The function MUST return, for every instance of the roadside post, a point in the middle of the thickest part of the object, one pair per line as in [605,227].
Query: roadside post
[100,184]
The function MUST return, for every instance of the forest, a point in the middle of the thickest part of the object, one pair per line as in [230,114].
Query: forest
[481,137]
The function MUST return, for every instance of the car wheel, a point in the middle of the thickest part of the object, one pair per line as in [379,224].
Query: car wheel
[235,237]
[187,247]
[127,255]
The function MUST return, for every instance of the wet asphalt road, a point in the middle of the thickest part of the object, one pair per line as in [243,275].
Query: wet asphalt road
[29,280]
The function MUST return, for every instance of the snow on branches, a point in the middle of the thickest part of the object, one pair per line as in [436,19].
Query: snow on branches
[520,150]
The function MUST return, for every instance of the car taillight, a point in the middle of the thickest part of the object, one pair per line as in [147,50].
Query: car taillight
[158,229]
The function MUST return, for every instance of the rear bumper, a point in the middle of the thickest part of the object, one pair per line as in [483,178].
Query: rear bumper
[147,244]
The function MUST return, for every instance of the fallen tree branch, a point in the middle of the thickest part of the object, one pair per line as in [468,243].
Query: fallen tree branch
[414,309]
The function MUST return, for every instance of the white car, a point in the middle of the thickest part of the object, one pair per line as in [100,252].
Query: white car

* * *

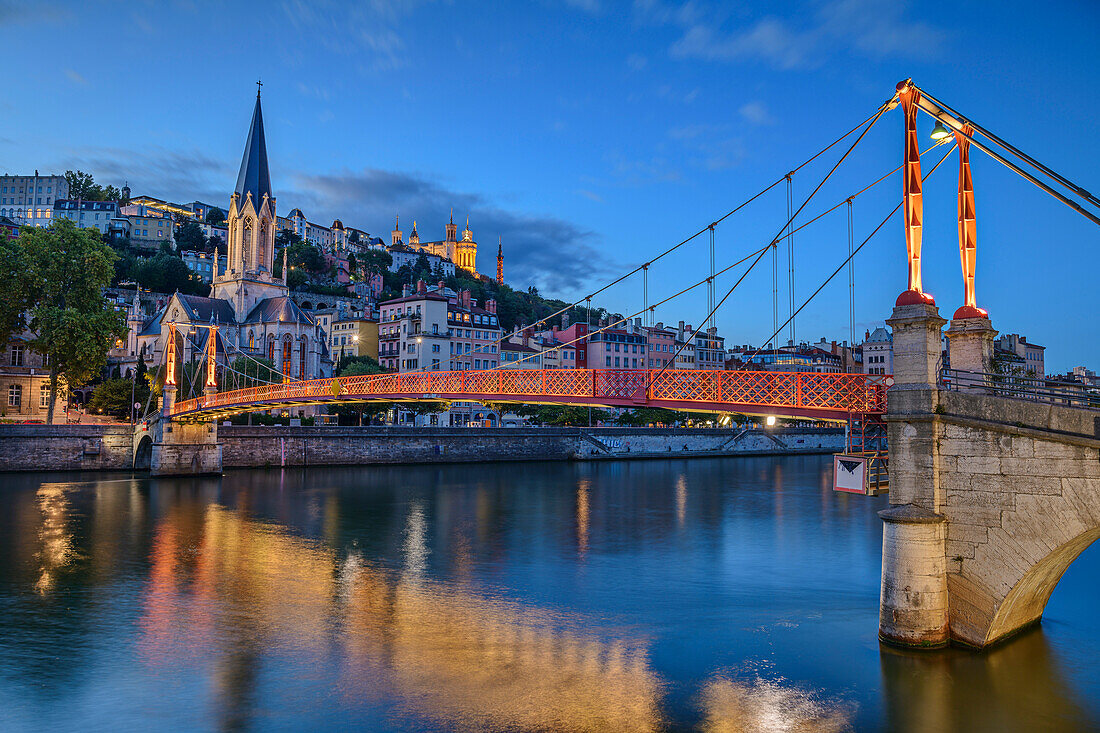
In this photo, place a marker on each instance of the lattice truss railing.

==

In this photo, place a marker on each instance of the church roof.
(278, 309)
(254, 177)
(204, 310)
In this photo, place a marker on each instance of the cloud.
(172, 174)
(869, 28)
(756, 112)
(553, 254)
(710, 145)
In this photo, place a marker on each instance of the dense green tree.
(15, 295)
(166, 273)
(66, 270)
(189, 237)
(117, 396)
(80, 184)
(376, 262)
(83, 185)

REQUIRED WORK: Above are the records; repeat exactly the lines from the one holding "Query: wet asphalt road" down to the one holding "Query: white car", end lines included.

YOUR SOLUTION:
Query: wet asphalt road
[29,280]
The function MUST return, for every instance of the snow on branches, a point in the middle of the thickest part of the object, one pair per line as in [436,19].
Query: snow on branches
[520,150]
The function MUST return, for every instance of the car taillight, a point in the middle of the thickest part of the object, one pair per line as in [147,50].
Query: car taillight
[158,229]
The function MUST return, for every instance of the rear bumper, a point in the middle of the thickest part of the object, one pair per line as in [483,178].
Query: rear bumper
[147,244]
The function MUST return, for every instance of the fallen tree branch, a point in the middle of the thickest part of the object, one pair per line as in [468,243].
Query: fallen tree branch
[414,309]
The function MUST return, for every instance of the white car, a point in the middle of the thickest part of the object, one pair per line as in [100,252].
Query: white car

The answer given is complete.